Problemas a resolver:
1. Transcreva o trecho do texto sobre Zózimo Bulbul que começa em "Zózimo Bulbul foi" e termina em "beleza ébano cativante.".
2. Responda, com base no texto sobre Zózimo Bulbul:
(a) Em qual emissora foi exibida a novela Vidas em conflito?
(b) Com qual curta Zózimo estreou como diretor?
(c) Para qual documentário Spike Lee o entrevistou?
3. Retome o texto sobre Zózimo Bulbul e dê continuidade a ele a partir da última frase.

Trecho da fonte:
----
Zózimo Bulbul foi o primeiro ator negro a participar de novela, fazendo par romântico com Leila Diniz em Vidas em conflito, 1969, na TV Excelsior. Sua atuação marcante ficou também como um símbolo da luta contra o racismo descarado e disfarçado.
Zózimo lutou a vida inteira pelos direitos nas questões da raça negra. Estreou como diretor no curta Alma do Olho, considerado subversivo pela censura na ditadura do governo Médici, em 1974.
Participou de mais de 30 filmes, entre eles Ganga Zumba, de Cacá Diegues, Terra em transe, de Glauber Rocha, O veneno da madrugada, de Ruy Guerra. Excelente ator, seguro nas suas interpretações, Zózimo chamava a atenção por sua elegância, de uma beleza ébano cativante.
Em meados de 2012 o cineasta Spike Lee o entrevistou para o documentário Go Brazil, go!. “Eu tinha morado em Nova Iorque quando a ditadura apertou por aqui. Fiz muitos contatos que me ajudaram na organização dos festivais de cinema. Spike esteve no Brasil e o único cineasta brasileiro que quis entrevistar foi a mim. Porque ele sabia do meu comprometimento com os irmãos africanos e em fazer com que o cinema seja ferramenta de luta”, disse em novembro daquele ano durante o 6º Encontro do Cinema Negro no Brasil, África e Caribe, evento criado por ele, ocorrido no Rio de Janeiro, quando foi homenageado pelos 50 anos de carreira.
----
Dados fornecidos:
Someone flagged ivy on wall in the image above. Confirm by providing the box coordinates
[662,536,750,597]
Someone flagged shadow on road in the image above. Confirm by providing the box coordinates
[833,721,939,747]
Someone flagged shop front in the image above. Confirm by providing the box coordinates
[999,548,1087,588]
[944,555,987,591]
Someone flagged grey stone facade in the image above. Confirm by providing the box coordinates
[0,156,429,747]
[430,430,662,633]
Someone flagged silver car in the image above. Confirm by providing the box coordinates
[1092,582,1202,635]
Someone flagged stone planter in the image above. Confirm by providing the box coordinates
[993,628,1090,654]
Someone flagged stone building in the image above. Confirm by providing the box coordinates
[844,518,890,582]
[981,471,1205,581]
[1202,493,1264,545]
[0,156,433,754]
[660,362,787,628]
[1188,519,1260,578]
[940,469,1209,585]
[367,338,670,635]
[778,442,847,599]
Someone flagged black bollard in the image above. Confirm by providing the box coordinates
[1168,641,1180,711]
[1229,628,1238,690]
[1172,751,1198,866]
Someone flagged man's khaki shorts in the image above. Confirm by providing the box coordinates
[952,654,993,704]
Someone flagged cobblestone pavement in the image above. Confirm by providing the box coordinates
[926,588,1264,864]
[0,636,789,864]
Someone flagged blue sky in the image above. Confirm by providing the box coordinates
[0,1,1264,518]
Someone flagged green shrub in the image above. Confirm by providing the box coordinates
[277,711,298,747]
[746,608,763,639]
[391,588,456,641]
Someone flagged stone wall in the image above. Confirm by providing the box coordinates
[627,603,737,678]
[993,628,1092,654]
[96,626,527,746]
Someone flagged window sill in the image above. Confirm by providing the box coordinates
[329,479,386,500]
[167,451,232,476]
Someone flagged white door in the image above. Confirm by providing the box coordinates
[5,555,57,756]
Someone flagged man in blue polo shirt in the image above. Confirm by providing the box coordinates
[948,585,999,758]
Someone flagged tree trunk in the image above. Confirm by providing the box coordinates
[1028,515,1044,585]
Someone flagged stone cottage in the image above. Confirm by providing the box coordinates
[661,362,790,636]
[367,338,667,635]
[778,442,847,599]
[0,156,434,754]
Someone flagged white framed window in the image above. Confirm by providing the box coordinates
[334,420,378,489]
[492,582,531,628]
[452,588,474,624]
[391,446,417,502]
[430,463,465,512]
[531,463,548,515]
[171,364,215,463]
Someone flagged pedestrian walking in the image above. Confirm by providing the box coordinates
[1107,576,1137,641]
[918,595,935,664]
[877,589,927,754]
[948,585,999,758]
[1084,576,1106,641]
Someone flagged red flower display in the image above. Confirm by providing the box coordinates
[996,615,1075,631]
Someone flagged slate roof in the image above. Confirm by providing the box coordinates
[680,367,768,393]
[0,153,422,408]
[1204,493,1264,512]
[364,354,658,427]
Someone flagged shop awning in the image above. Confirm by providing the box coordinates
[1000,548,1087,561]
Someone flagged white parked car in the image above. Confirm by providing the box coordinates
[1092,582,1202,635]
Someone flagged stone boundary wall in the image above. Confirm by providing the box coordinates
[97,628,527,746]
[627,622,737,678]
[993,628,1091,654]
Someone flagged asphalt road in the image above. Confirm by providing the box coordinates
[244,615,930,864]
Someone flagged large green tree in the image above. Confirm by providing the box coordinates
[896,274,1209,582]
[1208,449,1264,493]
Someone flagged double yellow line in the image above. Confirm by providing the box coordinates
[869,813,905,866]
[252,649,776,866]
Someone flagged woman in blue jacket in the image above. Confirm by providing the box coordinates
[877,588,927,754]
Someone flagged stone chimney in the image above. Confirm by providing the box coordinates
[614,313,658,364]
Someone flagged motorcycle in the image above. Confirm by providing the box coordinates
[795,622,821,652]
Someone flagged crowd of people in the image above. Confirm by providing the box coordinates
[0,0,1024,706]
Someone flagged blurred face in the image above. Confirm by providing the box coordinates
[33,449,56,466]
----
Respostas por item:
1.
Zózimo Bulbul foi o primeiro ator negro a participar de novela, fazendo par romântico com Leila Diniz em Vidas em conflito, 1969, na TV Excelsior. Sua atuação marcante ficou também como um símbolo da luta contra o racismo descarado e disfarçado.
Zózimo lutou a vida inteira pelos direitos nas questões da raça negra. Estreou como diretor no curta Alma do Olho, considerado subversivo pela censura na ditadura do governo Médici, em 1974.
Participou de mais de 30 filmes, entre eles Ganga Zumba, de Cacá Diegues, Terra em transe, de Glauber Rocha, O veneno da madrugada, de Ruy Guerra. Excelente ator, seguro nas suas interpretações, Zózimo chamava a atenção por sua elegância, de uma beleza ébano cativante.

2.
(a) TV Excelsior.
(b) Alma do Olho.
(c) Go Brazil, go!

3.
No filme percebe-se que o artista falava com dificuldade. Zózimo Bulbul lutava contra um câncer no colo do intestino. Não chegou a ver o documentário. Um mês depois da homenagem, na manhã do dia 24 de janeiro de 2013, uma quinta-feira, sua esposa, a produtora e figurinista Biza Vianna, estava ao seu lado quando sofreu um infarto em seu apartamento, na praia do Flamengo, falecendo aos 75 anos. No final da tarde o salão da Câmara dos Vereadores estava lotado de artistas, parentes e amigos para o velório. “É um sentimento horrível, mas o que existe agora é um grande alívio, pois ele estava sofrendo muito. Ele lutou o tempo todo. É um guerreiro, um rei africano”, despediu-se a viúva.
Pedra do Sal e Cais do Valongo, são locais históricos importantes na história do Rio do Janeiro. O primeiro é um monumento religioso localizado no bairro da Saúde, onde se encontra a Comunidade Remanescentes de Quilombos. O segundo é um antigo cais onde as pedras pisadas marcam o único vestígio material da chegada dos africanos escravizados, pedaço que o compositor Heitor dos Prazeres chamava de “Pequena África”. O cronista João do Rio em seu livro As religiões do Rio, de 1904, descreve bem a relevância do que poderíamos chamar de “África carioca”. O escritor resgata em seu texto o lado negro e pobre com distorções de palavras ditas por um africano chamado Antônio, um nigeriano que lhe serviu de intérprete para a pesquisa.
Foi exatamente nesses dois espaços, onde pulsam as partículas arqueológicas da negritude subjugada e as divindades dos orixás que baixaram na alma dos escravos, que Zózimo Bulbul, extraindo como podia fôlego de sua saúde frágil, concebeu, juntamente com Biza Vianna, para a programação final do Encontro do Cinema Negro, a exposição móvel Herança Africana – Intervenções Urbanas a Caminho do Porto.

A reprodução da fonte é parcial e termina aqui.